• _Page text_:
>>>

Medtronic Swallows Covidien, Moves to Ireland
The week started with an earthquake in the medical device industry. Medtronic announced on Sunday that it would acquire Dublin-based competitor Covidien for $42.9 billion and move its executive office to Ireland.
The megamerger will give birth to a corporate group with a yearly turnover of approximately $27 billion. Last year, Medtronic made a profit of $ 3.07 billion, whereas Covidien earned $1.7 billion with sales of $10.24 billion.
Cardiovascular and orthopedic device manufacturer Medtronic hopes for large synergies, as Covidien’s main products are surgery equipment items and medical ventilators. The deal will enable the company to make more integrated offerings. “With Covidien, Medtronic will be able to provide a broader array of complementary therapies and solutions that can be packaged to drive more value and efficiency in healthcare systems,” the press release states.
Medtronic names the relatively strong position of Covidien in the emerging markets as another advantage of the takeover. The new group will have combined revenues of $3.7 billion in emerging markets and $13 billion overall outside the US.
However, Medtronic’s main motivation, as most commenters suspect, is to alleviate some of its tax burden. Whereas the U.S. has one of the world’s highest corporate tax rates at 35%, Ireland’s main corporate tax is only 12.5%. In 2012, Covidien, which only moved to Ireland from Bermuda in 2009, paid 14.7% taxes on their profits. The acquisition will enable Medtronic to relocate its headquarters to Ireland and enjoy lower taxation. Reuters quotes Jefferies analyst Raj Denhoy who estimates Medronic’s tax savings at 2 to 3%.

<<<

• _Data under study_:
>>>

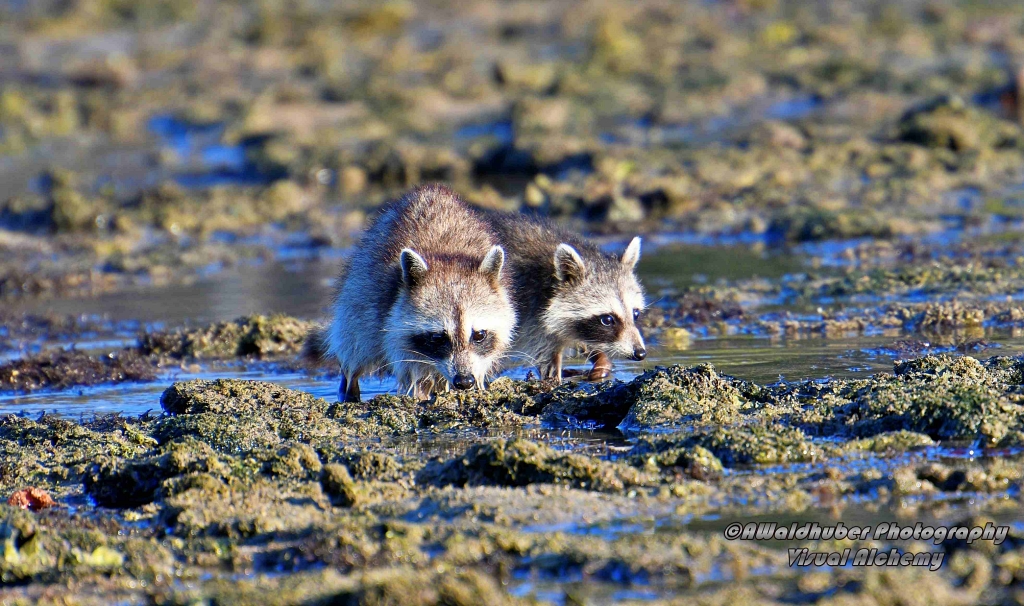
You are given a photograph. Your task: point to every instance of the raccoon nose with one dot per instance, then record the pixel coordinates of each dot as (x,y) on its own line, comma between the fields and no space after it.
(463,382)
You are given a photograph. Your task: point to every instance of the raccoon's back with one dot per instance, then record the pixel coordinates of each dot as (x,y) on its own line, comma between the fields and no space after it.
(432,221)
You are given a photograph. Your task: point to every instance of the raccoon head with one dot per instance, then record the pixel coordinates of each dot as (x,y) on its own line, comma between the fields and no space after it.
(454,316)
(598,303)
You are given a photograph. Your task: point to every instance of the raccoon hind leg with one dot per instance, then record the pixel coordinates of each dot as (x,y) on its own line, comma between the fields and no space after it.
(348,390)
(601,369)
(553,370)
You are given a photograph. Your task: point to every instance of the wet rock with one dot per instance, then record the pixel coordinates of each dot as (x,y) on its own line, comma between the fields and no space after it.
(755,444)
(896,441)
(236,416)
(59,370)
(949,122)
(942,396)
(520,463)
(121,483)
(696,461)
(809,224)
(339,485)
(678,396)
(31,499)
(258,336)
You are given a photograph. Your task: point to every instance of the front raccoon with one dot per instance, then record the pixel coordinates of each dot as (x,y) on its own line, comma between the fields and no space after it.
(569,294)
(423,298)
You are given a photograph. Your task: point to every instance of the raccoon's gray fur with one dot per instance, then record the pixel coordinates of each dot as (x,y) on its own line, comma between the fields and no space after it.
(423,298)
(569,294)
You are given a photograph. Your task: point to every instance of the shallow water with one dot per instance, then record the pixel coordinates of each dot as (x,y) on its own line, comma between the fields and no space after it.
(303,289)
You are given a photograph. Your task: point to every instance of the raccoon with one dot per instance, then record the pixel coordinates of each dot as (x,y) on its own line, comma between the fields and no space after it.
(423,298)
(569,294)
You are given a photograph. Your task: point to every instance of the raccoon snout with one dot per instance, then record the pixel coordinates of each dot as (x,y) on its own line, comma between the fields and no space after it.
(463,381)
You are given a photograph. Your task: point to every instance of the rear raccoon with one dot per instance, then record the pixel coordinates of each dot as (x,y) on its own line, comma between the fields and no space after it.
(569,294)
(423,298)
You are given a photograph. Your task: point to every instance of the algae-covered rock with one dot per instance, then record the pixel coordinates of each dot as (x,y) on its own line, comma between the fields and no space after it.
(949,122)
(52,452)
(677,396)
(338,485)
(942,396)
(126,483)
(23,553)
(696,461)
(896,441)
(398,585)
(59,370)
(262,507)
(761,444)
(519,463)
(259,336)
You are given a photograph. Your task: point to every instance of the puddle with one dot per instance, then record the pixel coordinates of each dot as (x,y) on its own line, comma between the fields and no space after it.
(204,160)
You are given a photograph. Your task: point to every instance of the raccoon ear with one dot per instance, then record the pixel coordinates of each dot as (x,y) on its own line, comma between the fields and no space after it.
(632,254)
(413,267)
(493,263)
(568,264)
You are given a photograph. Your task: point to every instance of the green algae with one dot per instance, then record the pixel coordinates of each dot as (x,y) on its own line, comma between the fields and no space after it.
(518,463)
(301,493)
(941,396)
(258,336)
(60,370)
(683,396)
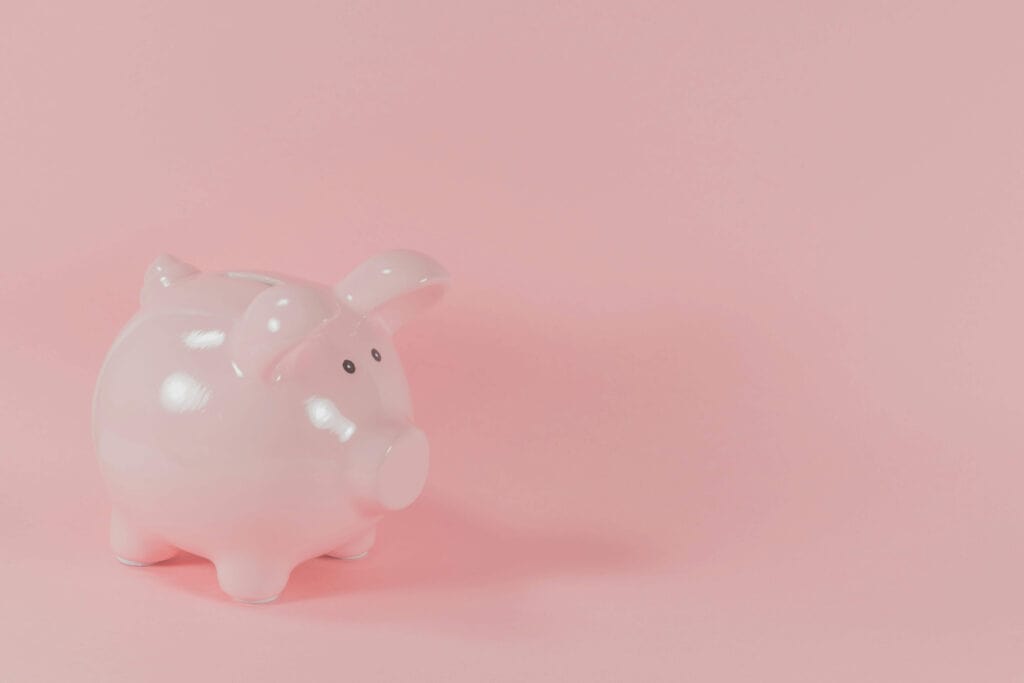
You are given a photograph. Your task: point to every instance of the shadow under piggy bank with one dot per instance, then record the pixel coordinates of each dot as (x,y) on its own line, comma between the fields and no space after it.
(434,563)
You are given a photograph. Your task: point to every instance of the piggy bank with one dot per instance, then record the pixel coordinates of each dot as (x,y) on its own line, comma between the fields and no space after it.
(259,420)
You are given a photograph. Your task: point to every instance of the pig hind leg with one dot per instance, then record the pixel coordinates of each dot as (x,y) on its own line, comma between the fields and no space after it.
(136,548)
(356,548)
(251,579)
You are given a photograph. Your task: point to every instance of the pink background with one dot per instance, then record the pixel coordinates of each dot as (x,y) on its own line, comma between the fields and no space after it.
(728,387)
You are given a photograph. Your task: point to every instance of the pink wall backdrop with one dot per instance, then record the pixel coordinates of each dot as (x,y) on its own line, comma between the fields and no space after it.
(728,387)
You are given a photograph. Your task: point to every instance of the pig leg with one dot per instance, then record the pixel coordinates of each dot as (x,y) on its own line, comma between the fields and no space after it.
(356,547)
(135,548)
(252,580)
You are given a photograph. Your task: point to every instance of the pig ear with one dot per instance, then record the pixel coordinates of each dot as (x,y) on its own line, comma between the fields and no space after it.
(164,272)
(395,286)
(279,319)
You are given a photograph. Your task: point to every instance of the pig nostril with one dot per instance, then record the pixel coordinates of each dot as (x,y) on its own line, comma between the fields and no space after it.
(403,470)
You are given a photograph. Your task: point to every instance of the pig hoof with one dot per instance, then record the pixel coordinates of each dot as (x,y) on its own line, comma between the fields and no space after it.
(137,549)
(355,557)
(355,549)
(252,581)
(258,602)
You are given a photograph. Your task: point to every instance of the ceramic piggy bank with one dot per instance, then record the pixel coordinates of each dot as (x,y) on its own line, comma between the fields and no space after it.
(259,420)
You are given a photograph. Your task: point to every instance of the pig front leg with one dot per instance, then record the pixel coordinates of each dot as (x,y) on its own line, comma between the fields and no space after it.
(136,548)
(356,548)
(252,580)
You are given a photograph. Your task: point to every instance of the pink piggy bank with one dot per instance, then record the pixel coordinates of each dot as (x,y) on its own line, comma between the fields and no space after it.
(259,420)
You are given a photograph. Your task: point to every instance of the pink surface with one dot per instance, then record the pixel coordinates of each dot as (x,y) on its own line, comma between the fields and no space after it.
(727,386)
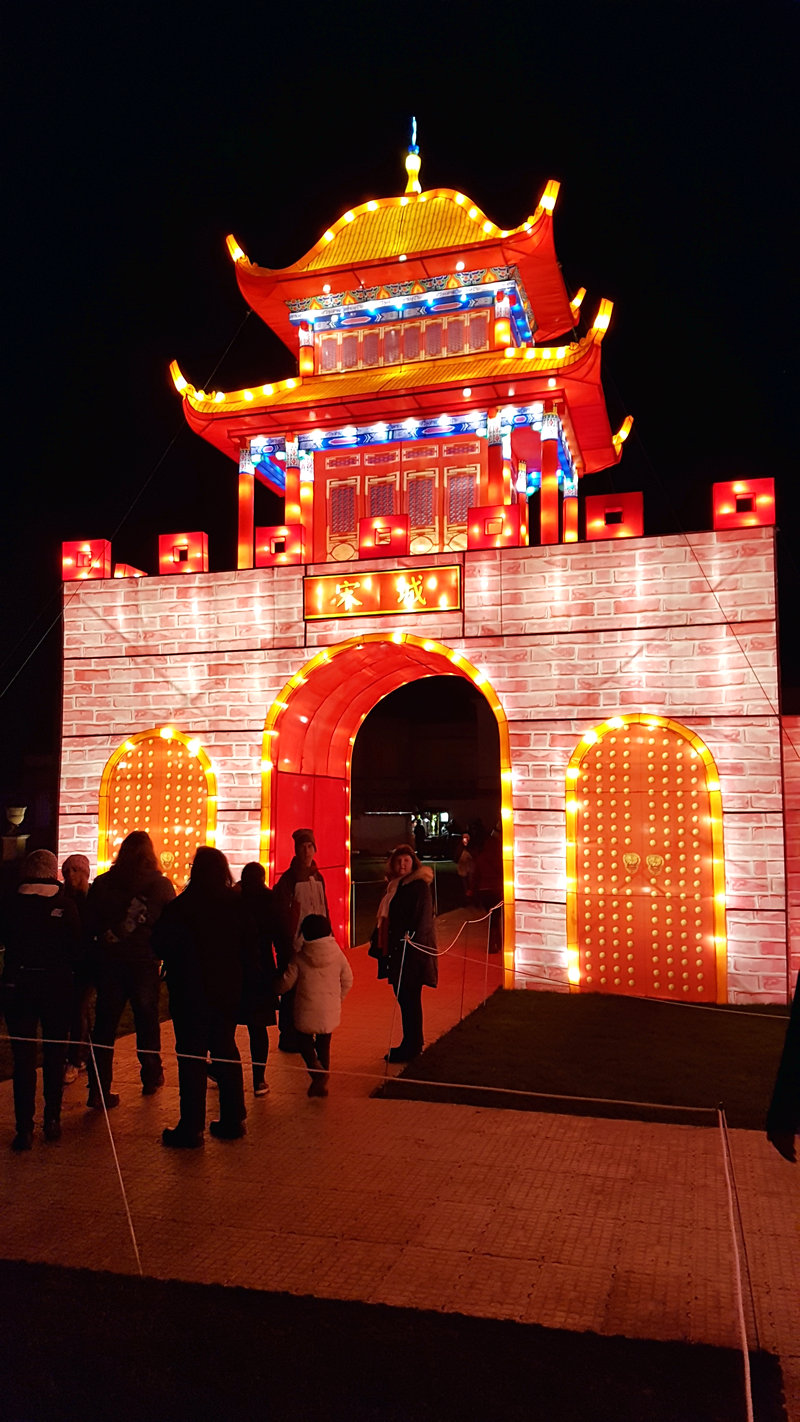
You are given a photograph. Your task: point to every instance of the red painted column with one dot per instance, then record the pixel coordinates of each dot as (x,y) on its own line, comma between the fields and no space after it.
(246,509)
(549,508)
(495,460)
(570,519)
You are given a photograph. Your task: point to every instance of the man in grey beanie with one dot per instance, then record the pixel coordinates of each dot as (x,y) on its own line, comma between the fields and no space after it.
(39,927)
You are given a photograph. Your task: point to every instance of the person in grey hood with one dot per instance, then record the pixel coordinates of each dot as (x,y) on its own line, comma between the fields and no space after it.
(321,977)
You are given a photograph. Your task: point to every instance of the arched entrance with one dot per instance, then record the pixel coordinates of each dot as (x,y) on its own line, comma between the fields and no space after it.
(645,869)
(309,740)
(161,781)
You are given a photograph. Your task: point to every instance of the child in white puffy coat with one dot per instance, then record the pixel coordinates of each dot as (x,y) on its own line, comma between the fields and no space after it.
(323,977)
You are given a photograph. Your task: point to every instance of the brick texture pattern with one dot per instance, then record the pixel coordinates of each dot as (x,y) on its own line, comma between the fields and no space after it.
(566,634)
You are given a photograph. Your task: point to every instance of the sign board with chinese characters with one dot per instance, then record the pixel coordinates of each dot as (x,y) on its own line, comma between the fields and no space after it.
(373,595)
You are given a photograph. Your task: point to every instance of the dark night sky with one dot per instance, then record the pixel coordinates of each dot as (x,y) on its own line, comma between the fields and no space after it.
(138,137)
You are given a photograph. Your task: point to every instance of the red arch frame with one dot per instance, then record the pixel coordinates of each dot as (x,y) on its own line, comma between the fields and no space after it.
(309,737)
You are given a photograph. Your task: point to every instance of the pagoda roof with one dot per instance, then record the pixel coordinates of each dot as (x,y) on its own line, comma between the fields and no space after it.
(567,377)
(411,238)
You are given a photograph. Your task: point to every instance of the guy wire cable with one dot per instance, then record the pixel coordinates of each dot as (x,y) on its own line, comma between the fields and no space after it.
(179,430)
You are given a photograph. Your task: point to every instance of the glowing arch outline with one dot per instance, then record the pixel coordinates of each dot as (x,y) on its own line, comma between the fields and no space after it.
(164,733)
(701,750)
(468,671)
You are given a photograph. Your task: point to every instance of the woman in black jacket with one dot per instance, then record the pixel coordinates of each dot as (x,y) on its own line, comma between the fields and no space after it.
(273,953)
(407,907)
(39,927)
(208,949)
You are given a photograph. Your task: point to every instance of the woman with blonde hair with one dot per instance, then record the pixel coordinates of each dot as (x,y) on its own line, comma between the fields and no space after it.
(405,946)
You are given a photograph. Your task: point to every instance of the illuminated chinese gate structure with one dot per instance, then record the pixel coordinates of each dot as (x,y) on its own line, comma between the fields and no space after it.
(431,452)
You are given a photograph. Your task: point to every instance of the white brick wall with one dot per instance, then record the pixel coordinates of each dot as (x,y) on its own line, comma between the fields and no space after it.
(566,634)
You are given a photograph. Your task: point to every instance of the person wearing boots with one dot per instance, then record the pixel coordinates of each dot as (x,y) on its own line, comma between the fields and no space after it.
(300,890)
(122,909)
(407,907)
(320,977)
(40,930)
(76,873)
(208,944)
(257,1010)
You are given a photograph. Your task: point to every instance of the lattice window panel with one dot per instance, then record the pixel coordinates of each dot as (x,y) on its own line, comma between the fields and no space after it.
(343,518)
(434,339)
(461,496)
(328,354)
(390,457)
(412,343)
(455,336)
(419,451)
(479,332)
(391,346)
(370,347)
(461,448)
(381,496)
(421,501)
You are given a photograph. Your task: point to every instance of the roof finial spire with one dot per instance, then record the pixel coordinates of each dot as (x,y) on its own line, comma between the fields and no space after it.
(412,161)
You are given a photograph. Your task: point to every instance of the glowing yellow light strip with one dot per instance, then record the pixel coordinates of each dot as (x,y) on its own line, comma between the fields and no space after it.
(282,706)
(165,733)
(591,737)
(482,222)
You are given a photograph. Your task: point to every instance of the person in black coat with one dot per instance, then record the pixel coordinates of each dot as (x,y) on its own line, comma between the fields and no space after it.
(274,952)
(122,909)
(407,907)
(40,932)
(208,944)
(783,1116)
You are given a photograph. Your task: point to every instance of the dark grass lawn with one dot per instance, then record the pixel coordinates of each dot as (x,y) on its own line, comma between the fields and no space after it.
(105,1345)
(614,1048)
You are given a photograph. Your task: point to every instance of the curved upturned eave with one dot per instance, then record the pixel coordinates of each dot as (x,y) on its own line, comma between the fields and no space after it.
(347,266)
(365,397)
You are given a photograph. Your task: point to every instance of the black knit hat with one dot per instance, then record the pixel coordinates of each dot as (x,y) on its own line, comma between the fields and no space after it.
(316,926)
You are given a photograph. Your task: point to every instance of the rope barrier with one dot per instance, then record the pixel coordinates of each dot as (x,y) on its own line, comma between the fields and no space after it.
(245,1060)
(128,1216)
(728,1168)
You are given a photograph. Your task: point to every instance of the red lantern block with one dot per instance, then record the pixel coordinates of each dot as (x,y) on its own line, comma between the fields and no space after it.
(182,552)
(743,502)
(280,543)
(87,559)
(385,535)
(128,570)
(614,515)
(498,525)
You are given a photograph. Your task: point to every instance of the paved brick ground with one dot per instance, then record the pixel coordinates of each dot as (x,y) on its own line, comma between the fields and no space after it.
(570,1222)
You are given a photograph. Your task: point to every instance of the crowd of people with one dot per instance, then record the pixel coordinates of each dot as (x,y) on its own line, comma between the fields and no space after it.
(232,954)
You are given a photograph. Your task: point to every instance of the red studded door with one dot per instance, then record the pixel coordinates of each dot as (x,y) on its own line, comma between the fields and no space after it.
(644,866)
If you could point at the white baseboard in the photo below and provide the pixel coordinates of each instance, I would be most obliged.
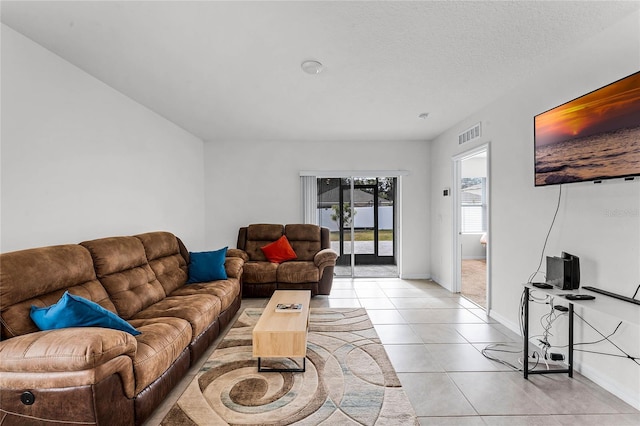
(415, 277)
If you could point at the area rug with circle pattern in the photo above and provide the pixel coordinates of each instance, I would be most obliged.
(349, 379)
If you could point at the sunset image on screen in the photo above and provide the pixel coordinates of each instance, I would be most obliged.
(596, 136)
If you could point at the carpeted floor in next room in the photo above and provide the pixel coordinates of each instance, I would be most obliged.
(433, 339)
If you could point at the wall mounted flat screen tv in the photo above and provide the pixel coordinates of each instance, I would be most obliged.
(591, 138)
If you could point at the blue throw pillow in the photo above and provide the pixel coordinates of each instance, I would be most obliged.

<<<

• _Task set_:
a) Why does Medtronic hope for large synergies from the deal, according to the article on the Medtronic–Covidien deal? Answer in one to three sentences.
b) Transcribe the article on the Medtronic–Covidien deal from "Medtronic Swallows Covidien, Moves" up to and including "of $10.24 billion.".

• _Answer set_:
a) Medtronic makes cardiovascular and orthopedic devices, while Covidien's main products are surgery equipment and medical ventilators. Combining the two lets the company make more integrated offerings and package complementary therapies and solutions.

b)
Medtronic Swallows Covidien, Moves to Ireland
The week started with an earthquake in the medical device industry. Medtronic announced on Sunday that it would acquire Dublin-based competitor Covidien for $42.9 billion and move its executive office to Ireland.
The megamerger will give birth to a corporate group with a yearly turnover of approximately $27 billion. Last year, Medtronic made a profit of $ 3.07 billion, whereas Covidien earned $1.7 billion with sales of $10.24 billion.